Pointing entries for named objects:

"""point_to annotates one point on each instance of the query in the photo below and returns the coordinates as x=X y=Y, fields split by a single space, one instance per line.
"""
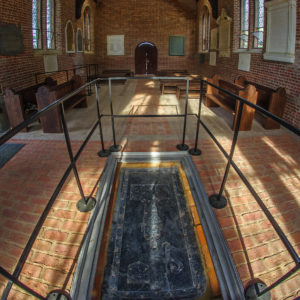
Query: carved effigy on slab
x=152 y=251
x=224 y=22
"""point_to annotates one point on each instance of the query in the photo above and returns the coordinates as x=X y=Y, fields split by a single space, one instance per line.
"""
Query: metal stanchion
x=195 y=151
x=114 y=147
x=218 y=200
x=103 y=152
x=183 y=146
x=84 y=204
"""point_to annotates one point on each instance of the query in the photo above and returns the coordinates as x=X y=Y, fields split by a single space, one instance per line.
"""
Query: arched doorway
x=145 y=58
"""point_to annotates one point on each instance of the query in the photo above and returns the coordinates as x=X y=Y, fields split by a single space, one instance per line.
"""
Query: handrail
x=84 y=202
x=219 y=201
x=58 y=103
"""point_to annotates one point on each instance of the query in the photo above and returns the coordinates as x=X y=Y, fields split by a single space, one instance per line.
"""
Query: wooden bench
x=22 y=104
x=168 y=86
x=118 y=72
x=172 y=73
x=112 y=73
x=272 y=100
x=215 y=97
x=46 y=95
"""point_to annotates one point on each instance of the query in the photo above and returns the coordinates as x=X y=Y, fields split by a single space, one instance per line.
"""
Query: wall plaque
x=11 y=40
x=50 y=63
x=115 y=45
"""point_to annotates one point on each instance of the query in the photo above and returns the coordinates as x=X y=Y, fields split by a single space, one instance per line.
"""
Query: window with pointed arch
x=258 y=33
x=36 y=24
x=50 y=24
x=204 y=30
x=244 y=35
x=87 y=29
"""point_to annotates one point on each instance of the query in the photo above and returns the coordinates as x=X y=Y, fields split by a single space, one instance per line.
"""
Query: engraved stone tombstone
x=11 y=39
x=224 y=23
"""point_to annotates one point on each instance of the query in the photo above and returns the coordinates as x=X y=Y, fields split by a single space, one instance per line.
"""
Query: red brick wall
x=18 y=71
x=143 y=20
x=268 y=73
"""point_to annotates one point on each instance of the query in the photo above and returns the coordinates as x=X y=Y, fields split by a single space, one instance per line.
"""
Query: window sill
x=45 y=52
x=248 y=51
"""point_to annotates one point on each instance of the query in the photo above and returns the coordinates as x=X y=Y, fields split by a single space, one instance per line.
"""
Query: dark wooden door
x=145 y=58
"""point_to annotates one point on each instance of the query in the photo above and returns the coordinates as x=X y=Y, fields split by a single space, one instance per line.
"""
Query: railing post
x=87 y=71
x=183 y=146
x=218 y=200
x=103 y=152
x=114 y=147
x=84 y=204
x=195 y=151
x=259 y=290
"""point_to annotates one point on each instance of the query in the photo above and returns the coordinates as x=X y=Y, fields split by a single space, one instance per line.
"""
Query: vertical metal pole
x=195 y=150
x=84 y=204
x=87 y=71
x=219 y=201
x=103 y=152
x=183 y=146
x=114 y=147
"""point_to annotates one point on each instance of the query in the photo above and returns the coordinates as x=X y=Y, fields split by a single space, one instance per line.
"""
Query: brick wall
x=268 y=73
x=139 y=21
x=18 y=71
x=153 y=21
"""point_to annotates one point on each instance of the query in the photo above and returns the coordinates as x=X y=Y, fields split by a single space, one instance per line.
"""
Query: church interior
x=149 y=149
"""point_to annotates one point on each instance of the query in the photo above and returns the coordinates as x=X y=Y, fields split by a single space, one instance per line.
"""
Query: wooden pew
x=168 y=86
x=46 y=95
x=272 y=100
x=172 y=73
x=215 y=97
x=112 y=73
x=22 y=104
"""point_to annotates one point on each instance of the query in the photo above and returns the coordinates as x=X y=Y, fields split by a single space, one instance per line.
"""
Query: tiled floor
x=269 y=159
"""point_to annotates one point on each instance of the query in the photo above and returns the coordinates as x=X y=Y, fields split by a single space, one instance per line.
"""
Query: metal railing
x=87 y=203
x=219 y=201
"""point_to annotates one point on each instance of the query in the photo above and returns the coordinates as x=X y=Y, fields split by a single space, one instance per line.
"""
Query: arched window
x=36 y=24
x=259 y=24
x=79 y=40
x=87 y=29
x=69 y=35
x=205 y=29
x=244 y=35
x=50 y=24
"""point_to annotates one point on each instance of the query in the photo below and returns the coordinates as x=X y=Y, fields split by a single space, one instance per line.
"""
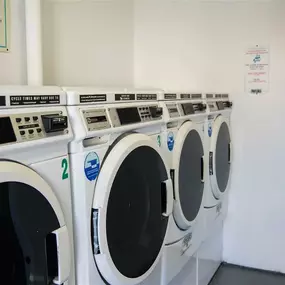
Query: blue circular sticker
x=210 y=129
x=91 y=166
x=170 y=141
x=158 y=139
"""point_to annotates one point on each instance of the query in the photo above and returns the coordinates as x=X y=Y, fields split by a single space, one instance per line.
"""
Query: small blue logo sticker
x=170 y=141
x=210 y=129
x=158 y=140
x=91 y=166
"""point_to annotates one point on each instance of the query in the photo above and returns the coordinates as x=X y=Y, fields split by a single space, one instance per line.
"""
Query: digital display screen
x=172 y=110
x=31 y=126
x=97 y=119
x=7 y=134
x=128 y=116
x=188 y=108
x=220 y=105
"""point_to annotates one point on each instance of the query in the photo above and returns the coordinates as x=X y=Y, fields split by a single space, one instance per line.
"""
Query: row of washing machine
x=112 y=186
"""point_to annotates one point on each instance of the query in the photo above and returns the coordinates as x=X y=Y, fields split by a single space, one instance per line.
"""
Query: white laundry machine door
x=188 y=174
x=34 y=241
x=220 y=156
x=132 y=202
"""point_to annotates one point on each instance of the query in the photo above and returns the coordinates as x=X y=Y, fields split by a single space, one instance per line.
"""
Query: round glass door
x=135 y=225
x=27 y=247
x=34 y=242
x=191 y=172
x=220 y=157
x=134 y=228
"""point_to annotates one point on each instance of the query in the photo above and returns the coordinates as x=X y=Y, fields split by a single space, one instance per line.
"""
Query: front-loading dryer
x=36 y=241
x=122 y=191
x=183 y=145
x=219 y=151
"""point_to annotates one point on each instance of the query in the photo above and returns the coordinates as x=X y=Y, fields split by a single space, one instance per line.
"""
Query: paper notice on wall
x=257 y=70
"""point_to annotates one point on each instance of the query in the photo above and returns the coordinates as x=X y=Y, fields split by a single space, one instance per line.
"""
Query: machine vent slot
x=211 y=170
x=172 y=175
x=94 y=228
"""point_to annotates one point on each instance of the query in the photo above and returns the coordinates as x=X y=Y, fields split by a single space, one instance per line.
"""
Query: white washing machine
x=219 y=149
x=36 y=241
x=122 y=191
x=182 y=142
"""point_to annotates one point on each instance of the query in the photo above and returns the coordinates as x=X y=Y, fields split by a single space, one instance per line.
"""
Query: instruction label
x=93 y=98
x=34 y=100
x=257 y=70
x=170 y=141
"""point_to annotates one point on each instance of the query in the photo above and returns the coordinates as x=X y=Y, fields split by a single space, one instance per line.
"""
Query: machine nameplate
x=124 y=97
x=96 y=119
x=93 y=98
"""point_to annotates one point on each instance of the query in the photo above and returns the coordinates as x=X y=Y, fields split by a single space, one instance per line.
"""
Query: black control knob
x=202 y=107
x=156 y=112
x=54 y=123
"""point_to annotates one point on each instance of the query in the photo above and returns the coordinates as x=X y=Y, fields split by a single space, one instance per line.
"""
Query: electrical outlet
x=4 y=25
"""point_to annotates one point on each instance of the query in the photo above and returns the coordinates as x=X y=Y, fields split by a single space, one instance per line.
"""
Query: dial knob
x=229 y=104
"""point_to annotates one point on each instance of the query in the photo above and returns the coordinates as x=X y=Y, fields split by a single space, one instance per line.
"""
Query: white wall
x=186 y=44
x=88 y=43
x=13 y=64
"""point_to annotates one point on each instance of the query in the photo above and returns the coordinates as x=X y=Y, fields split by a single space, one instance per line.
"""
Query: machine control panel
x=54 y=123
x=192 y=108
x=172 y=110
x=219 y=105
x=96 y=119
x=18 y=128
x=213 y=106
x=132 y=115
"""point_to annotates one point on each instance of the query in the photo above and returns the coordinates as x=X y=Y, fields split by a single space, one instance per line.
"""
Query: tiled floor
x=233 y=275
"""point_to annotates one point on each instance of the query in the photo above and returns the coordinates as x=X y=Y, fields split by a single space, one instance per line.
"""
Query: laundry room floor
x=229 y=274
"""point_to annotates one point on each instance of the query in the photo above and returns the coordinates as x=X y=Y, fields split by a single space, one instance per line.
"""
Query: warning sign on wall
x=257 y=70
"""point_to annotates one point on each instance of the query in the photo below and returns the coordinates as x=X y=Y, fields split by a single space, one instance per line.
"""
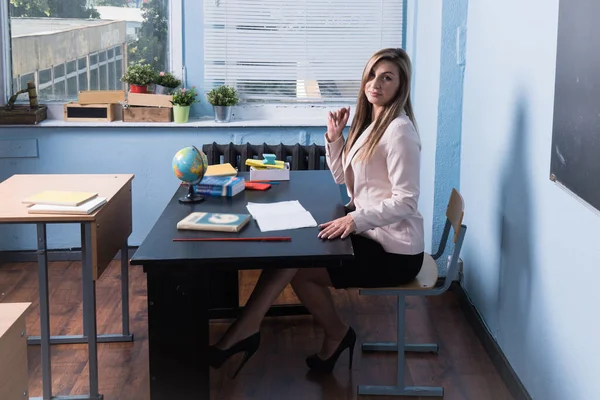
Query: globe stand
x=191 y=197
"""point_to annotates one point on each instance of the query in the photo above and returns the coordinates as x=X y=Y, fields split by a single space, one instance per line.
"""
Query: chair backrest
x=455 y=212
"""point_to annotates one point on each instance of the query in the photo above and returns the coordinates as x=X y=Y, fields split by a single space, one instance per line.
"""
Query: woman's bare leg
x=270 y=284
x=311 y=285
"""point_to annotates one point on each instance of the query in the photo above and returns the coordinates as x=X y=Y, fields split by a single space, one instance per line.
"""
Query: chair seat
x=425 y=280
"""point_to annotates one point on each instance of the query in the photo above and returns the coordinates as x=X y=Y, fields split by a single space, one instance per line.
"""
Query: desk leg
x=125 y=290
x=126 y=335
x=89 y=308
x=44 y=311
x=178 y=300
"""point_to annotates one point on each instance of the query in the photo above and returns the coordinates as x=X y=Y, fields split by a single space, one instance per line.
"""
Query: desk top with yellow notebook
x=60 y=198
x=225 y=169
x=19 y=191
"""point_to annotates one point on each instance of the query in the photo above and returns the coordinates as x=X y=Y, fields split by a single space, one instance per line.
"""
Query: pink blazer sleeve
x=333 y=155
x=402 y=148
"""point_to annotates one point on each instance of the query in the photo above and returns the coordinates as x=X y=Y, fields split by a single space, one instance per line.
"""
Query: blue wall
x=531 y=253
x=447 y=157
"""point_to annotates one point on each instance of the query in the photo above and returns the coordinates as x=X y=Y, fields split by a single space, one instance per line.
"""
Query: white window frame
x=303 y=113
x=247 y=115
x=55 y=109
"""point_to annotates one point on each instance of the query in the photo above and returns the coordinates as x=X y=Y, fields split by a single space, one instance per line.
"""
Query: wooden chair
x=425 y=284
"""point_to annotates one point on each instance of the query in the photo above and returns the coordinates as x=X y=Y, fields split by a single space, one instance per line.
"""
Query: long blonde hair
x=363 y=116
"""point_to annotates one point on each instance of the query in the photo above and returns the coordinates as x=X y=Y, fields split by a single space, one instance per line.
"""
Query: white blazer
x=384 y=191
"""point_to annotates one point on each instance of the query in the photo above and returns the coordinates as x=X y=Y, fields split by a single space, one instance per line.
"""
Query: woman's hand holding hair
x=336 y=121
x=343 y=227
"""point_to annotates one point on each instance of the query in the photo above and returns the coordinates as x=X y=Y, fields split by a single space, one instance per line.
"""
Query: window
x=296 y=51
x=65 y=46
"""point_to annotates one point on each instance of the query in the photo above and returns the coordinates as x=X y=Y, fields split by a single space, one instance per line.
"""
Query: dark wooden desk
x=179 y=273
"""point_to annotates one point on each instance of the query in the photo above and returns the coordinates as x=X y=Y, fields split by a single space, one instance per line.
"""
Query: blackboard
x=575 y=160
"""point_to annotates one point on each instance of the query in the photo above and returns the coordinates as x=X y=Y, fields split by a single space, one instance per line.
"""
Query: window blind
x=296 y=50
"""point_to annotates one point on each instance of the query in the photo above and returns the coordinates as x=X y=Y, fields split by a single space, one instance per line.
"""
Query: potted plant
x=182 y=100
x=222 y=98
x=165 y=82
x=139 y=76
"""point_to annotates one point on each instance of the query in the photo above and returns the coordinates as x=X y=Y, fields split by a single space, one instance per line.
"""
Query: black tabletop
x=315 y=190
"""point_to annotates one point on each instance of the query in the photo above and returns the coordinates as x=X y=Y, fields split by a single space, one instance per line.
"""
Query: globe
x=189 y=166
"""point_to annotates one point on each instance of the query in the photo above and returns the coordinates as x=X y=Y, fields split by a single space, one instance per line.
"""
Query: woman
x=379 y=163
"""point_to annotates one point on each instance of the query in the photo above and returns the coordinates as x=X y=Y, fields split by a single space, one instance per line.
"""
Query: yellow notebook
x=221 y=170
x=60 y=198
x=260 y=164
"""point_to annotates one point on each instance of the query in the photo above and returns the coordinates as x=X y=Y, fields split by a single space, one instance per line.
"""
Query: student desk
x=103 y=234
x=179 y=273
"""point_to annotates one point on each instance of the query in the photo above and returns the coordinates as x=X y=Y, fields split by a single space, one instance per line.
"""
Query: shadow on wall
x=515 y=224
x=517 y=263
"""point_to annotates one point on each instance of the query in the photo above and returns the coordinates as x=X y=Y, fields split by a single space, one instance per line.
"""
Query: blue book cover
x=207 y=221
x=227 y=186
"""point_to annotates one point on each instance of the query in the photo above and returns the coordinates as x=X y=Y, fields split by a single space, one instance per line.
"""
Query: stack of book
x=225 y=186
x=64 y=202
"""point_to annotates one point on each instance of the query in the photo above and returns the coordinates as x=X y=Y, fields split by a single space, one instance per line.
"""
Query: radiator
x=307 y=157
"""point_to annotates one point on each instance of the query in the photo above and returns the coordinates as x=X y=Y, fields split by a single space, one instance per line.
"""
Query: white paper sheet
x=281 y=215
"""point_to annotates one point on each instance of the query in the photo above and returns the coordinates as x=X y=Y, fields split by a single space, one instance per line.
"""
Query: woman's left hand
x=343 y=226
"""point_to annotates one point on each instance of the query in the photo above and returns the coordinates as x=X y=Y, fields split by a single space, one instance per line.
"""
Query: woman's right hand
x=336 y=121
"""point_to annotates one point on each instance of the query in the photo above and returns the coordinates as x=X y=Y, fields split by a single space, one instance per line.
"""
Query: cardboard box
x=147 y=114
x=101 y=96
x=23 y=115
x=149 y=100
x=91 y=112
x=257 y=174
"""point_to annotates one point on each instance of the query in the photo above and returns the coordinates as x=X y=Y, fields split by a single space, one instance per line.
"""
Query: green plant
x=167 y=79
x=222 y=96
x=139 y=74
x=184 y=97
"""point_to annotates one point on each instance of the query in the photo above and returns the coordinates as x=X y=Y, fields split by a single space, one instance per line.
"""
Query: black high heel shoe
x=316 y=364
x=249 y=346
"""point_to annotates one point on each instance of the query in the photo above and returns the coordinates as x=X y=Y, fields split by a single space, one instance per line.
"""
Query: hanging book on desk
x=206 y=221
x=60 y=198
x=83 y=209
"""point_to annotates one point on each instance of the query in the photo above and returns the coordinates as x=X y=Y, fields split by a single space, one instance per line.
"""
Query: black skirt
x=373 y=267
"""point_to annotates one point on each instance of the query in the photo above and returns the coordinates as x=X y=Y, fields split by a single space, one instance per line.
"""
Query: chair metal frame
x=400 y=389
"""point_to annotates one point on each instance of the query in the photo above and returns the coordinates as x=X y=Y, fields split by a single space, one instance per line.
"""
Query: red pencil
x=255 y=239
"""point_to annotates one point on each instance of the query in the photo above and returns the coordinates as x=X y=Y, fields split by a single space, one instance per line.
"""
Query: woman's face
x=383 y=83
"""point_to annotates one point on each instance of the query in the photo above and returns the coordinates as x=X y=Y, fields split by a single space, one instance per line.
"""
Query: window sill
x=205 y=122
x=246 y=116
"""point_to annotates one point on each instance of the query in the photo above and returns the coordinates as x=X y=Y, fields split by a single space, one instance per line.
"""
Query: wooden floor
x=277 y=371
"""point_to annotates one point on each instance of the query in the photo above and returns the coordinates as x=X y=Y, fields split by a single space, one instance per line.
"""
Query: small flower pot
x=222 y=113
x=138 y=89
x=160 y=89
x=181 y=114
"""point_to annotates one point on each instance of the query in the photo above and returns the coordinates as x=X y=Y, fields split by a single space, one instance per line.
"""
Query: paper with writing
x=281 y=215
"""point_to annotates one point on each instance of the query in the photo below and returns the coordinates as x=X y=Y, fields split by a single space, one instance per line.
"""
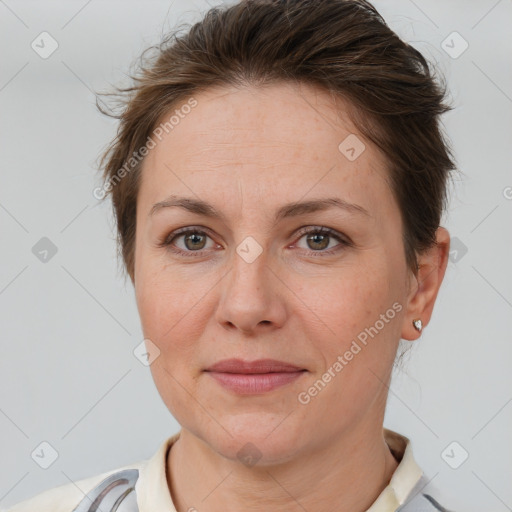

What you should do: Pull out every line of the rows above that contains the word "window".

Complete output:
Query: window with pointed arch
Query: window sill
Query: arched window
Query: white window frame
Query: window
Query: window blind
Query: window sill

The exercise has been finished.